— Provided records —
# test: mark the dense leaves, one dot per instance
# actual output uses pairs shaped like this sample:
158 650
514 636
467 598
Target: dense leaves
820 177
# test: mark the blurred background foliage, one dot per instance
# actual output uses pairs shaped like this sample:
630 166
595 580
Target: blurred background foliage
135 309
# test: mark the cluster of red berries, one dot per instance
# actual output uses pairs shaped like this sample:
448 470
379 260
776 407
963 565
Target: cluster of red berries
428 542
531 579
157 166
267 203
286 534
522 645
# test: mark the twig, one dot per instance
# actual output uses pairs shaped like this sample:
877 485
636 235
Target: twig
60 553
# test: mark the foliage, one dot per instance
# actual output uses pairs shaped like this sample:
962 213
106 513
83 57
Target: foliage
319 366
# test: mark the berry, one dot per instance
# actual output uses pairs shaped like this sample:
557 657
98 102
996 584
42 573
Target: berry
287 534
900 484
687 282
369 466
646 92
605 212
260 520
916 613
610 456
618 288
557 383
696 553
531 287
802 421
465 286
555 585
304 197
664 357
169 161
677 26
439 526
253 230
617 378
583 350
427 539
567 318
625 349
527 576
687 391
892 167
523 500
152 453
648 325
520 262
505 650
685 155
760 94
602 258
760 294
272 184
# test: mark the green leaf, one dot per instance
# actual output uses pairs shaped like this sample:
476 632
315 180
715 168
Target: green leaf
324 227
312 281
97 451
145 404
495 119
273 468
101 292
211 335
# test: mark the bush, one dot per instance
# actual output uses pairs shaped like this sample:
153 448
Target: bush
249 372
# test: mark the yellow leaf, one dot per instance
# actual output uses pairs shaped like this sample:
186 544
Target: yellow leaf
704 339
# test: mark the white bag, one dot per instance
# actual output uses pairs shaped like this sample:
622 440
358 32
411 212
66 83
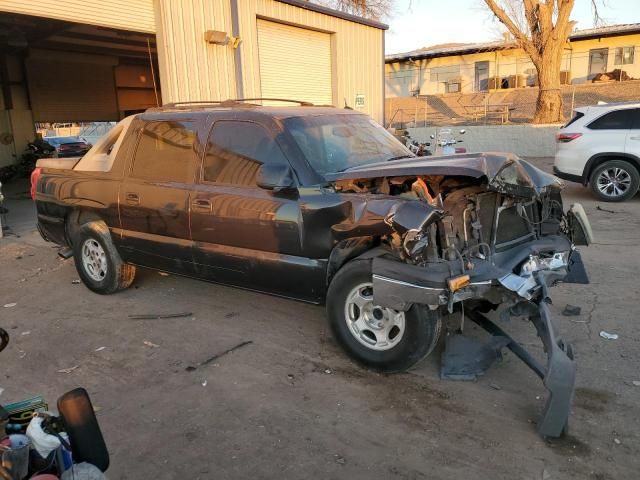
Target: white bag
40 440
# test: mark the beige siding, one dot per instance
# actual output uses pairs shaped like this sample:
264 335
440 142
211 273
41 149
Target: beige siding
136 15
190 69
357 52
295 63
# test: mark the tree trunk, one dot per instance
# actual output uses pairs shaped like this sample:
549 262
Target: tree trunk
549 102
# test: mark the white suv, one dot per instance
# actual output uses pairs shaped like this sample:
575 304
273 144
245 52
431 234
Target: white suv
600 147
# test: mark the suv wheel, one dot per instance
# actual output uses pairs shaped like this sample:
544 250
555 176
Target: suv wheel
98 262
377 337
615 181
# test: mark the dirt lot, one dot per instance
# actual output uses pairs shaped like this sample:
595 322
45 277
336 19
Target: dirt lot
290 404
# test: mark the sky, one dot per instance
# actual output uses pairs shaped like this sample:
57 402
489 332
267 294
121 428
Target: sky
420 23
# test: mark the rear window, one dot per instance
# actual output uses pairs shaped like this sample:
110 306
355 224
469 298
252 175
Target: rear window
617 120
576 117
165 152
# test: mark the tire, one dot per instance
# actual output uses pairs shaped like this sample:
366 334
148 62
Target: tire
98 262
626 181
357 332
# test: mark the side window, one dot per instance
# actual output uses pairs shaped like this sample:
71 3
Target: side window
618 120
236 150
165 152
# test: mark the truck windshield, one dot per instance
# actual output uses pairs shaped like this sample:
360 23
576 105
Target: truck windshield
334 143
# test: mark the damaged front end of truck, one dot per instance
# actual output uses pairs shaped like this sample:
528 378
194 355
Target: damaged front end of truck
475 233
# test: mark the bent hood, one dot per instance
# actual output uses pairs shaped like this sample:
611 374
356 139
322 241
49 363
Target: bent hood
504 172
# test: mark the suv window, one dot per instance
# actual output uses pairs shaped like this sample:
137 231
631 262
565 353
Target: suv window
235 151
617 120
165 152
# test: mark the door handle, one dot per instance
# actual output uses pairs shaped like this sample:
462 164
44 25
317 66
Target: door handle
132 198
201 204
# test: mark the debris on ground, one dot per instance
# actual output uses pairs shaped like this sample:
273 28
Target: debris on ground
608 336
156 316
191 368
571 311
68 370
605 209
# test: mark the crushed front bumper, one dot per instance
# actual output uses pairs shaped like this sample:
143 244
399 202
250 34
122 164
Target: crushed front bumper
397 285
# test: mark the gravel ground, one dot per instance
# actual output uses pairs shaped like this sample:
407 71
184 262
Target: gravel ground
290 404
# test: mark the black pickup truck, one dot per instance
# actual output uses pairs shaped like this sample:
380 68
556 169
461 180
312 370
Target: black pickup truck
323 205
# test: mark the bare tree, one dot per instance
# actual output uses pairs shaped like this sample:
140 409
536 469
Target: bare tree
541 28
374 9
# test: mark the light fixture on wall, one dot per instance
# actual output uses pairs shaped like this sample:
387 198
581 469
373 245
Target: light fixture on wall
216 37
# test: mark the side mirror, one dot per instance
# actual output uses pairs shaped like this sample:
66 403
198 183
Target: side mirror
276 177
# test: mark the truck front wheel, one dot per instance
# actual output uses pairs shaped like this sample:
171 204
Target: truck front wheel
381 338
98 262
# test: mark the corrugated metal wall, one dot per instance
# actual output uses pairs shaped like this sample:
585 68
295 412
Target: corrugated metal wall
191 69
136 15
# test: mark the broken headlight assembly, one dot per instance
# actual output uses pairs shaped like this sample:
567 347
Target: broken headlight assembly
537 263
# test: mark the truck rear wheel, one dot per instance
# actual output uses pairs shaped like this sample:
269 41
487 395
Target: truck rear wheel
381 338
98 262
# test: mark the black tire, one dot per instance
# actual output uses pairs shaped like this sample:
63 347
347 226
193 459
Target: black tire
421 325
117 275
627 172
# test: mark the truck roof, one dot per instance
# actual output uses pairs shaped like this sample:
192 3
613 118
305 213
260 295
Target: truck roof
301 109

— Task directions —
Print verbatim every line above, apart from the pictures.

— Response area —
# test: mark the dense leaves, one dot per instance
# actual output uses pairs shaped like this sample:
158 650
514 636
467 598
Target: dense leaves
820 177
# test: mark the blurred background foliage, one dot per instance
# actual output uses pairs shaped like this sample:
630 166
595 580
Target: blurred background foliage
135 309
# test: mark the cluster of red berries, one dot per instance
# actual output uses pairs shaped like this sample:
448 470
379 260
776 407
963 565
Target: cluster of red berries
428 542
531 579
157 166
267 203
286 534
522 645
# test: mark the twig, one dot per instance
# actual output uses pairs shaped like this sample:
877 485
636 235
Target: twig
60 553
# test: mark the foliage, one dot per instance
# actual output uses pairs shaped like this sample:
962 213
106 513
83 57
Target: foliage
319 366
# test: mark the berry, one dot per instance
# actual output uses pairs shaped like this sample:
557 657
98 102
996 584
42 573
Target: berry
287 534
900 484
687 282
369 466
646 92
605 212
260 520
916 613
610 456
618 288
557 383
696 553
531 287
802 421
465 286
555 585
304 197
664 357
169 161
677 26
439 526
253 230
617 378
583 350
427 539
567 318
625 349
527 576
687 391
892 167
523 500
152 453
648 325
520 262
505 650
685 155
760 94
602 258
760 294
272 184
# test: mark the green leaf, one dot per instance
# actual output uses pairs shaped like this sample:
476 632
315 180
715 168
Target: green leaf
324 227
312 281
97 451
145 404
495 119
273 468
101 292
211 335
# test: mark the bush, one dot per instance
# actual output uses pairs shaped like this sample:
153 448
Target: bush
249 372
# test: mark the yellow leaf, one dot per instance
# actual output uses pairs shaped like this sample:
186 544
Target: yellow leaf
704 339
# test: mark the white bag, one dot per instance
# actual output uses pairs shaped like this sample:
622 440
358 32
411 212
66 83
Target: white bag
40 440
# test: mark the beige siding, one dot per instance
# actual output uses pairs shaped like this sample:
264 335
440 142
211 273
41 149
Target: beige siding
136 15
190 69
357 52
295 63
# test: mark the tree trunk, one dot per instance
# actual output uses pairs shaped like this sample:
549 262
Target: tree trunk
549 102
# test: mark the white suv, one dot per instance
# actual output uses pairs shaped like this sample:
575 304
273 144
245 52
431 234
Target: white suv
600 147
# test: mark the suv wheel, one dot per instance
# actual output uses pairs shaped like this sample:
544 250
555 176
Target: suv wheel
98 262
377 337
615 181
# test: mark the dirt lot, one dot per instance
# actual output uses pairs shaped like this sample:
595 322
45 277
336 19
Target: dirt lot
290 404
# test: mark the sky, one dot per instance
# actual output uses pairs shaped like this sample:
57 402
489 332
267 294
121 428
Target: sky
420 23
# test: mark the rear window, one dot per instance
# actual output uses pairs shaped like this sample:
110 306
355 224
469 298
252 175
Target: rear window
617 120
576 117
165 152
# test: mark the tire, one dot per instance
# actual output uses pairs shaped like this sample:
366 334
148 62
Target: tire
98 262
626 181
357 332
# test: mark the side window, one dot per instance
# actual output uses pairs shaped like this sample:
71 3
Target: side window
618 120
236 150
165 152
# test: mark the truck windshield, one dot per instance
# actual output uses pairs shaped like this sample:
360 23
576 105
Target: truck windshield
334 143
# test: mark the damaged front end of truck, one dot per instance
# actual output uses pairs shaped like this sample:
528 378
194 355
Target: damaged front end of truck
475 233
# test: mark the bent hood, one dot per instance
# actual output uses pairs shaped like this sample:
611 374
356 139
322 241
49 363
Target: bent hood
504 172
# test: mark the suv window, one dot per instance
# actual output uses pairs shaped like this sample:
137 231
631 262
565 353
Target: suv window
235 151
617 120
165 152
# test: mark the door handle, one dot per instance
# actual output uses pairs shaped like this sample:
462 164
44 25
317 66
Target: door handle
132 198
201 204
# test: mark the debris on ground, one dot per instance
# actual output uses pairs shaped like this sample:
273 28
Target: debris on ground
608 336
156 316
191 368
571 311
68 370
605 209
# test: mark the crushed front bumper, one dot per instance
# actual output uses pairs shaped like this sample:
143 244
399 202
250 34
122 164
Target: crushed front bumper
397 285
# test: mark the gravel ground, one dot per instance
# actual output uses pairs shaped like this sample:
407 71
184 262
Target: gravel ground
290 404
# test: mark the black pickup truck, one dot per instance
# actual output uses pairs shaped like this sample:
380 68
556 169
461 180
312 370
Target: black pickup truck
323 205
# test: mark the bare tree, one dot per instance
# actual output uses pairs shaped like this sample:
140 409
536 469
Target: bare tree
541 28
374 9
# test: mark the light fixture on wall, one dot per instance
# actual output uses pairs shaped like this sample:
387 198
581 469
373 245
Target: light fixture on wall
216 37
# test: mark the side mirror, one dot per instance
# actual output uses pairs shaped like this sample:
66 403
198 183
Target: side mirror
276 177
# test: mark the truck front wheel, one dot per instance
# actual output uses pairs shaped like this sample:
171 204
Target: truck front wheel
381 338
98 262
# test: mark the corrugated metal wall, one dot per instance
# actual output uses pairs shaped like this sample:
585 68
295 412
Target: corrugated metal wall
191 69
136 15
# test: mark the broken headlight assembly, one dot per instance
# actual output uses pairs shaped like this sample:
567 347
Target: broken headlight assembly
537 263
# test: mark the truck rear wheel, one dot per instance
# actual output uses pairs shaped like this sample:
269 41
487 395
Target: truck rear wheel
381 338
98 262
# test: mark the black tire, one dot per instance
# actual output uses pairs shaped like this sample:
63 347
347 226
193 459
Target: black tire
421 325
117 275
627 172
# test: mark the truck roof, one dot per instance
# actual output uses pairs shaped like this sample:
192 3
613 118
305 213
260 295
Target: truck roof
301 109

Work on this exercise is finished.